Excerpts from a detection dataset
start
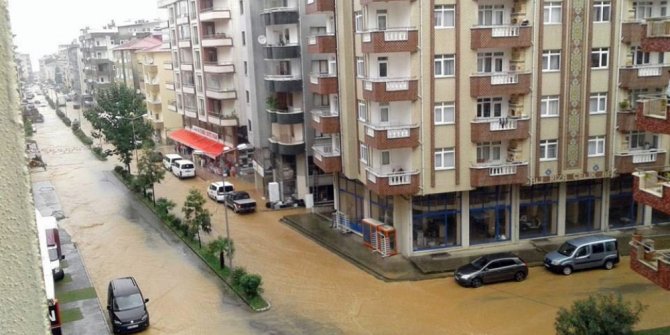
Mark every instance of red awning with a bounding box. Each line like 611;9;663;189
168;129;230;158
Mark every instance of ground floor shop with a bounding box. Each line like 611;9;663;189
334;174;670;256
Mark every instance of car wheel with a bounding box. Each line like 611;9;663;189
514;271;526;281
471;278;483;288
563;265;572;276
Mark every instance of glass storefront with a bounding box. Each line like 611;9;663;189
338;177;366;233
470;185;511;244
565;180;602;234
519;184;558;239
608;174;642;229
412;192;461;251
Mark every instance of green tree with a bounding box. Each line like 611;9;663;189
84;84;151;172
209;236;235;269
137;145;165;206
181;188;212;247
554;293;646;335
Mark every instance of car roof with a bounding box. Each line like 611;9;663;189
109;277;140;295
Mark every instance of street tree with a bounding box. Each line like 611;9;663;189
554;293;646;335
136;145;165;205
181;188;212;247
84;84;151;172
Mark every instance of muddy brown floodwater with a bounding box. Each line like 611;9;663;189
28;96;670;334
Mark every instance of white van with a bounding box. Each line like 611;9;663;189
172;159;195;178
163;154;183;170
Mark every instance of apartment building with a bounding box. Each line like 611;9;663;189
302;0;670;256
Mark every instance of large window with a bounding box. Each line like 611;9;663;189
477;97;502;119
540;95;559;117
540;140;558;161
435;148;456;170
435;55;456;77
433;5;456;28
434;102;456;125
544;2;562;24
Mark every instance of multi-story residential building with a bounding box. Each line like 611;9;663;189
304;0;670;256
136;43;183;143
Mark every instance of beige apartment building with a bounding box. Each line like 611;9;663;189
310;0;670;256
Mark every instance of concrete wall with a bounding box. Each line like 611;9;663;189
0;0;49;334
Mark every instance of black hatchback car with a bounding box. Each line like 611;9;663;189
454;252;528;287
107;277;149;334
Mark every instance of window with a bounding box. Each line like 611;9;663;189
end
## [Task goal]
Reproduce all of the lines above with "floodwater" swapped for "flood water" and nothing else altered. Omit the pictures from your answer.

## [Output]
Mark every instance of red awning with a bounding box. Each line like 611;9;663;189
168;129;230;158
Mark every instance of ground floor shop with a bounding box. Each line like 611;9;663;189
334;174;670;256
Mark every instance of car wheel with a bounding box. Each line like 611;9;663;189
514;271;526;281
471;278;483;288
563;265;572;276
Mark every instance of glass storefront with a bounding box. Each line like 611;9;663;189
338;177;366;233
470;185;511;244
565;180;602;234
519;184;558;239
608;174;642;229
412;192;461;251
Mark every instance of green tree with a bounding box. Each line like 611;9;663;189
84;84;151;172
209;236;235;269
137;145;165;206
181;188;212;247
554;293;646;335
Mark every instance of car roof with a bounding box. Each line like 611;9;663;189
109;277;140;295
Mark every instance of street tree with a bounding box. Each line like 611;9;663;189
554;293;646;335
136;145;165;205
181;188;212;247
84;84;151;172
Mark every instance of muddy brown flood water with a bounding box. Each line like 611;9;663;189
28;96;670;334
Mark every instance of white van with a bounding box. Each line like 611;9;663;189
172;159;195;178
163;154;183;170
Mark every instance of apartment building with a bounding box. Each line like 611;9;663;189
302;0;670;256
Mark every instance of large window with a bounding box. Each line like 611;9;663;189
477;97;502;119
540;95;559;117
540;140;558;161
435;148;456;170
435;55;456;77
433;5;456;28
434;102;456;125
544;2;562;24
Mark every instance of multi-story residential building with a bounding box. Each line like 611;9;663;189
304;0;670;256
136;43;183;143
Mark every instance of beige apartment building with a bounding box. Each line like 611;9;663;189
310;0;670;256
Mark every instance of concrete wall with a bounding box. Each line like 611;9;663;189
0;0;49;334
Mark every instance of black hatchback car with a bounding box. Each line like 611;9;663;189
454;252;528;287
107;277;149;334
Mark every instance of window with a bounding box. Each line like 611;9;663;189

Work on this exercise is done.